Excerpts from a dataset
>>
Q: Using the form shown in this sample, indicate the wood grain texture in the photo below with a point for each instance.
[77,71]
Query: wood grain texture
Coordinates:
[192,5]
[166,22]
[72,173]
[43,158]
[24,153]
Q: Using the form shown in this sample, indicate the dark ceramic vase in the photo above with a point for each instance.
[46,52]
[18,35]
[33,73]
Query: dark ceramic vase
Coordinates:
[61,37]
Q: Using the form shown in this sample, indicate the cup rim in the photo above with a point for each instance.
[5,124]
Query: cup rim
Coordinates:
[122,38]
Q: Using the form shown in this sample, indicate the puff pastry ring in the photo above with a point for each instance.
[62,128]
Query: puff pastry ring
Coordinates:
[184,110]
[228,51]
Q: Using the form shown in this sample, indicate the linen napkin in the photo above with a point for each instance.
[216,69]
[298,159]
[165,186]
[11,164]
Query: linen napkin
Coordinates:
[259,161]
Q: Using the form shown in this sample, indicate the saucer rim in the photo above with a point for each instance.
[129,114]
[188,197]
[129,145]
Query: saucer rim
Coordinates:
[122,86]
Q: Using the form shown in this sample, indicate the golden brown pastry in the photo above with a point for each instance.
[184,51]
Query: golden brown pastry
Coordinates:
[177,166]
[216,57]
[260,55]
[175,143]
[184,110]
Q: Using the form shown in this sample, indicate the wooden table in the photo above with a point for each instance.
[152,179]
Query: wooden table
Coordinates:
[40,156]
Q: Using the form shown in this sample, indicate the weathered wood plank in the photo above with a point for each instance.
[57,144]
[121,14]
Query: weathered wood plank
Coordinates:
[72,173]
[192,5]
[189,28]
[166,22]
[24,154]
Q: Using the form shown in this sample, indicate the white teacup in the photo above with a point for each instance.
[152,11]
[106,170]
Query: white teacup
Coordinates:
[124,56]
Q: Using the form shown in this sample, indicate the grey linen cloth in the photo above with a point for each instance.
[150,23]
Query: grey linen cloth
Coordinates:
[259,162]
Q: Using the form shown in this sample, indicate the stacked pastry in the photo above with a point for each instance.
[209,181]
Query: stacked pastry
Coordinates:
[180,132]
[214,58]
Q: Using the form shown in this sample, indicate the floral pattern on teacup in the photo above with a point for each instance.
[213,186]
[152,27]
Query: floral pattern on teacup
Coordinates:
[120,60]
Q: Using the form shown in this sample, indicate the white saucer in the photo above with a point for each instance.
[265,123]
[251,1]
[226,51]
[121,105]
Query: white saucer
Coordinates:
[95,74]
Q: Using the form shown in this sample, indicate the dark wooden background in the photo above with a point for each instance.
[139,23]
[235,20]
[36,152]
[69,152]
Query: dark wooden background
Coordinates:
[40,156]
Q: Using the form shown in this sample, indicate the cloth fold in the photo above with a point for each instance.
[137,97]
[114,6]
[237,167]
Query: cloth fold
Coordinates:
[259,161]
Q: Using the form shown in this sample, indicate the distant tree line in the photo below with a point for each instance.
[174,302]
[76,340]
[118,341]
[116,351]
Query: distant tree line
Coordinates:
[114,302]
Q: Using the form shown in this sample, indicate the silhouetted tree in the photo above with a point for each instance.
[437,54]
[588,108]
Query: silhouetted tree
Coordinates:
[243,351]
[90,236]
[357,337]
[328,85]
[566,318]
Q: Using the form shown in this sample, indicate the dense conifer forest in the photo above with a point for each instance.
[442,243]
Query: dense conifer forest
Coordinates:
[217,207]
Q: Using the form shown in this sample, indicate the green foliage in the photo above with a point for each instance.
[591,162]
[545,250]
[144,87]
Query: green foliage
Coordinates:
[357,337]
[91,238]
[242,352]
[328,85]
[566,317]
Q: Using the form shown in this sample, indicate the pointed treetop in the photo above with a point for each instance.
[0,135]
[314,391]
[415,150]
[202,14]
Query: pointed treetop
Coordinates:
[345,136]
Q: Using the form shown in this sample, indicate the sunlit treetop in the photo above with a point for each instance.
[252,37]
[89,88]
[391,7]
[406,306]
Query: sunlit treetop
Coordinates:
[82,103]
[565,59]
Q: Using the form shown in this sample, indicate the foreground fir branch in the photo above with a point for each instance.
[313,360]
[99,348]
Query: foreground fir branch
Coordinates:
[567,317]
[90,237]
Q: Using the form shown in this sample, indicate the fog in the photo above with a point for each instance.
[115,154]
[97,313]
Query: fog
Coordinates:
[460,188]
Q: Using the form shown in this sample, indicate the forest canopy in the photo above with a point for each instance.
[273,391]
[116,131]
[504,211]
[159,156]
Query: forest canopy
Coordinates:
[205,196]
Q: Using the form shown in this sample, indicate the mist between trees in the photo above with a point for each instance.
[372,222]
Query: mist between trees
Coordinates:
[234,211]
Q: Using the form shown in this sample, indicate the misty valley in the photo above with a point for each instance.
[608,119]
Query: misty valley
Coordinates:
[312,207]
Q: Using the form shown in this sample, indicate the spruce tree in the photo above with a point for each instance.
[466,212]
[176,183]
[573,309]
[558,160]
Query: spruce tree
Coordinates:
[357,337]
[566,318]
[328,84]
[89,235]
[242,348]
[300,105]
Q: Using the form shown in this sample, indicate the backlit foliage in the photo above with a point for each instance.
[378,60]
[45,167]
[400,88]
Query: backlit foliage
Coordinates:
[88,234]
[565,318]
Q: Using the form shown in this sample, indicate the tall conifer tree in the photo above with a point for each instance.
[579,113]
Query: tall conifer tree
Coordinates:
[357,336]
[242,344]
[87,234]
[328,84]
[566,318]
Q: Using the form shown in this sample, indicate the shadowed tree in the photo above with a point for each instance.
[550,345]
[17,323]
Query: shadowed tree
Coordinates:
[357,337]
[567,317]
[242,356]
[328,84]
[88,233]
<<
>>
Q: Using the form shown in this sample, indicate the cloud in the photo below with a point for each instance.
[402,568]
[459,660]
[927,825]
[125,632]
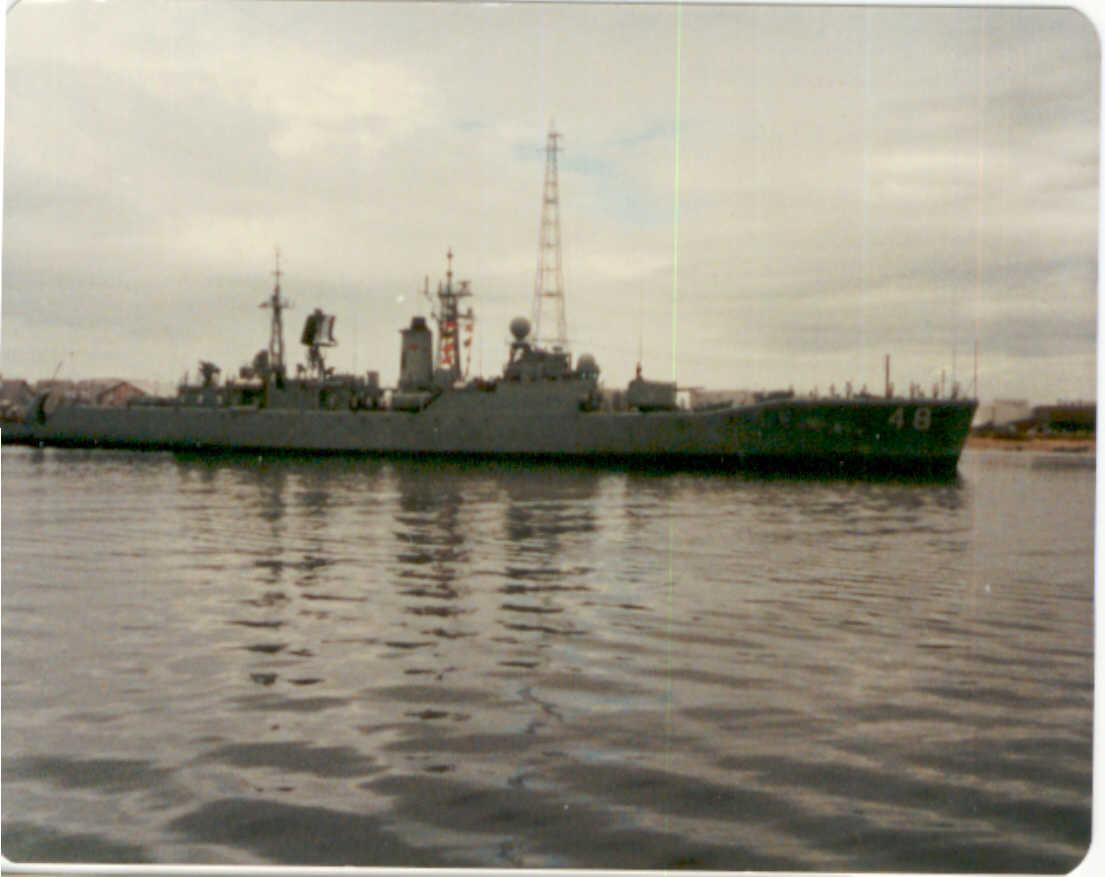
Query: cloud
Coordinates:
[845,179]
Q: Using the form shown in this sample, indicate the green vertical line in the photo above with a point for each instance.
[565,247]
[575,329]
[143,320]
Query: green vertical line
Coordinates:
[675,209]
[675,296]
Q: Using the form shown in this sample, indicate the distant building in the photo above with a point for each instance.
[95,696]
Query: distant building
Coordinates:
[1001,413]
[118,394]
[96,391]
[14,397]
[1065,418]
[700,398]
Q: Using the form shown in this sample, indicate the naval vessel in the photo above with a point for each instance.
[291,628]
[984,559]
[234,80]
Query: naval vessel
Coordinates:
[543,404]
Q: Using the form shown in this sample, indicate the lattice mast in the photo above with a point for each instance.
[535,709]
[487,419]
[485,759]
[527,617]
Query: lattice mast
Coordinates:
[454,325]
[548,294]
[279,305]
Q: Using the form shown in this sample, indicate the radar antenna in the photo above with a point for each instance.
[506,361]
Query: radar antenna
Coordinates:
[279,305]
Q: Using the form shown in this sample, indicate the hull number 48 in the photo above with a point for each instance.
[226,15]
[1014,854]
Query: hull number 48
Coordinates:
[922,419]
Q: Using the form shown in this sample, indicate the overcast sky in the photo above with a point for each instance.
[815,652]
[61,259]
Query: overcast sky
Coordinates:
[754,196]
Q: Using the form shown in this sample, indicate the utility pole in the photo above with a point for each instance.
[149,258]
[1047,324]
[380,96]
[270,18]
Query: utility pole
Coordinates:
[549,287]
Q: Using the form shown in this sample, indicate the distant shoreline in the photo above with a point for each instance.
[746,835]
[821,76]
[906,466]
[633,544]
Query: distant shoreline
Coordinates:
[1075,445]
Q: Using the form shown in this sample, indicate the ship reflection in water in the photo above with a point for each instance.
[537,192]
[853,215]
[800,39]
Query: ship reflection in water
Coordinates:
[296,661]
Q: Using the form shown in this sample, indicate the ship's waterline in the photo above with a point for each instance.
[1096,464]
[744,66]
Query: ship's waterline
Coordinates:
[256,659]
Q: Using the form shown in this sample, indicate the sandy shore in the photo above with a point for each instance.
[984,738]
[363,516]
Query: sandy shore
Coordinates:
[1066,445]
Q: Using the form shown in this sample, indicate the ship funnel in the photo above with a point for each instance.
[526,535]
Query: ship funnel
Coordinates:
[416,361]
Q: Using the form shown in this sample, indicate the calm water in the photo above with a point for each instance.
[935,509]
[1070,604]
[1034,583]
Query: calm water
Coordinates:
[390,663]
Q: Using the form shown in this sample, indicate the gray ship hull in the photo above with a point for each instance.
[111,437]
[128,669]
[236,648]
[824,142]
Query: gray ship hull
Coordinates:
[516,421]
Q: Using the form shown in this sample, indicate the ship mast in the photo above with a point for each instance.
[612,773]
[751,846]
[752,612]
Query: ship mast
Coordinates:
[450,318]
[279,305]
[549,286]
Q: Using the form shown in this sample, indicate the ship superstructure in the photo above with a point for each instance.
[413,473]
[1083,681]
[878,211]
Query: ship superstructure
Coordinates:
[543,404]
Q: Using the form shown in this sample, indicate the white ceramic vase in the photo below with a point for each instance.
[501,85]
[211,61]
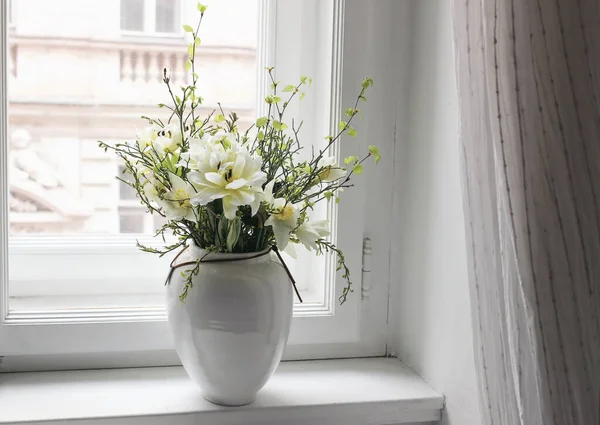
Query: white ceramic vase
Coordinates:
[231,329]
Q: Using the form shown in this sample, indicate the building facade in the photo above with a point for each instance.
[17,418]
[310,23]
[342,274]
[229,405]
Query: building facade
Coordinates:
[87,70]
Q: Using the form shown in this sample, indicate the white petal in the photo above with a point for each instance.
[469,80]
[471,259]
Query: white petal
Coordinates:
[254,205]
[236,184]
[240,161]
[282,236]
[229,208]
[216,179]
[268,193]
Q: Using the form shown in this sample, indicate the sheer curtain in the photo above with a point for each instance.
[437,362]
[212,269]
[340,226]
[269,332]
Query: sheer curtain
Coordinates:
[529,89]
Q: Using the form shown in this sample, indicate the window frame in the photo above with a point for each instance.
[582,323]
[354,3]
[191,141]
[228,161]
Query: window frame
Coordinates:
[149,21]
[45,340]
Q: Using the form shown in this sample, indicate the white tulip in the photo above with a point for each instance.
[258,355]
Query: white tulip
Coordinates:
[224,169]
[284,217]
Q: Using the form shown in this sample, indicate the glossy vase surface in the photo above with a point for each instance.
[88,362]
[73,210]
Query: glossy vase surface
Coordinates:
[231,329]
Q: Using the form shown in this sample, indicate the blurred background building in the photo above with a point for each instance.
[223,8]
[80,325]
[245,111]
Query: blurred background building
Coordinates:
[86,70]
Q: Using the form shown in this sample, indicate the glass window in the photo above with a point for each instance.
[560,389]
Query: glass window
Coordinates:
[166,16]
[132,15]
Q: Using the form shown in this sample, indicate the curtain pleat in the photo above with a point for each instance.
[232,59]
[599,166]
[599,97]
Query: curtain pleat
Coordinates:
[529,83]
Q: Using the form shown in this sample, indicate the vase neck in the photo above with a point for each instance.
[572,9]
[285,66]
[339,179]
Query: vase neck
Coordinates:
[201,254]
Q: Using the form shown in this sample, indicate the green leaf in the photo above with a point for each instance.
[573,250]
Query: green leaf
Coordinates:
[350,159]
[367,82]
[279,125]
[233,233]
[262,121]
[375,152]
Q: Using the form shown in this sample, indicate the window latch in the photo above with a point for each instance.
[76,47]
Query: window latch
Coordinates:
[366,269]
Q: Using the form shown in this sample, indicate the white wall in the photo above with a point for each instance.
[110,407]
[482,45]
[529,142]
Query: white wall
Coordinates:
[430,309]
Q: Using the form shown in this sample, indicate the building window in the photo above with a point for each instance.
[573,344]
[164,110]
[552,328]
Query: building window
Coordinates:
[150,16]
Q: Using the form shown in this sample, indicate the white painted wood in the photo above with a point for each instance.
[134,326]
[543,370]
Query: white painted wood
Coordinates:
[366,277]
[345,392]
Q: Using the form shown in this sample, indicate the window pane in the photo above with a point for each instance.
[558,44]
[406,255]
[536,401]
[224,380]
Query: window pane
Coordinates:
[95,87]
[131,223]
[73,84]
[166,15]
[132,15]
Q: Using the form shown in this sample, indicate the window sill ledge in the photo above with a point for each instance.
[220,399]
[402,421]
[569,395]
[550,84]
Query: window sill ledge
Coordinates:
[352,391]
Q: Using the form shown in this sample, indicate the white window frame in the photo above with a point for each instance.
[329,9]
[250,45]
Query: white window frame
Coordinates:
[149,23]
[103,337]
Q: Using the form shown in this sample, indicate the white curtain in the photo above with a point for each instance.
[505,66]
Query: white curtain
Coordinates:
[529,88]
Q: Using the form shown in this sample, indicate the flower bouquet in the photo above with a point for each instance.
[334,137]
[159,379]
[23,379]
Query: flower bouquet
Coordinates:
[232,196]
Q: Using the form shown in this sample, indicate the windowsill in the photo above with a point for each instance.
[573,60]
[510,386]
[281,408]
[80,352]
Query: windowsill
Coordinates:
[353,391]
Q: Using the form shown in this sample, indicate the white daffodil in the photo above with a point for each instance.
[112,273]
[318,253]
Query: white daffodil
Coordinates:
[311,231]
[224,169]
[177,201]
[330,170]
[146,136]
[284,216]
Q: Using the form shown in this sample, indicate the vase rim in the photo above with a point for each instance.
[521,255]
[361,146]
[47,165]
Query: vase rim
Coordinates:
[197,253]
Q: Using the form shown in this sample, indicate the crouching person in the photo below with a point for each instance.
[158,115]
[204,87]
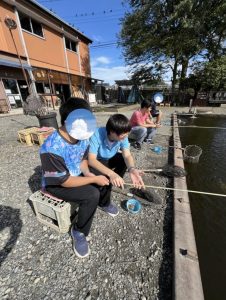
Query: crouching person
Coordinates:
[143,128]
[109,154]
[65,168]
<<
>>
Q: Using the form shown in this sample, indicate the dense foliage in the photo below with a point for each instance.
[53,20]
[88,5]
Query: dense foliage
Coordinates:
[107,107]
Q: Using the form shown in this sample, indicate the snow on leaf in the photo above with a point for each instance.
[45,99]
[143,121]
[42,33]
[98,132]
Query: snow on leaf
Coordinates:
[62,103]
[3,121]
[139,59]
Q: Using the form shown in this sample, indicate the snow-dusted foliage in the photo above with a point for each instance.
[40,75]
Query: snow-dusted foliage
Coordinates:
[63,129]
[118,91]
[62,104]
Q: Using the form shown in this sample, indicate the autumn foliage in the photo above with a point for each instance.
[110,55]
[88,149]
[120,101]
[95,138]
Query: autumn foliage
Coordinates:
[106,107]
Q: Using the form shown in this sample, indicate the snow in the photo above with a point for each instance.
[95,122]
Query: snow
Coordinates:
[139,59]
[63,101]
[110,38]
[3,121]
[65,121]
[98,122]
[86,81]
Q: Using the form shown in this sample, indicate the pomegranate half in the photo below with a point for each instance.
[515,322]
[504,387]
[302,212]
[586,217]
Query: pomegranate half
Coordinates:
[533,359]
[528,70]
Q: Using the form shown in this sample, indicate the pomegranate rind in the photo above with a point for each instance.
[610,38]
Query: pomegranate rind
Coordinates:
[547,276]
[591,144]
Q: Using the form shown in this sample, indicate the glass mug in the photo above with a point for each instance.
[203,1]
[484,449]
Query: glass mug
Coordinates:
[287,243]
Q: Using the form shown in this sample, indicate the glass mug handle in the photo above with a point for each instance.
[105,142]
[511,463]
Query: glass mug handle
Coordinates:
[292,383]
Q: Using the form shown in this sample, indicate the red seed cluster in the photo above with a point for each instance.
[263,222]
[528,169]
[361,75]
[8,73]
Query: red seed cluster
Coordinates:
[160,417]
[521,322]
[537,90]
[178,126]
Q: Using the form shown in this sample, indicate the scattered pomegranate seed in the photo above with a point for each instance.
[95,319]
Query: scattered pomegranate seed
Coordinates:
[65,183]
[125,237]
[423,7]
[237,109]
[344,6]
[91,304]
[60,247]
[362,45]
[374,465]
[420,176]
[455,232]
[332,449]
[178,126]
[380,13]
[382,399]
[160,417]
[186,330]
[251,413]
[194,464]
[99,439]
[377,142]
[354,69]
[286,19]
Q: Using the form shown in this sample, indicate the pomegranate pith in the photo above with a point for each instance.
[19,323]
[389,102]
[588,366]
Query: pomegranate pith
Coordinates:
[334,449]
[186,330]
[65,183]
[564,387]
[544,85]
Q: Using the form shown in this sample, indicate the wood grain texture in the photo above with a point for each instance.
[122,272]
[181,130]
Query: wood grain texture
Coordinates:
<<
- **WORK INSTRUCTION**: Tally the lines in the records that contain the word "trees"; the answer is that number and nothing more.

- **PROBLEM SOLUTION**: 2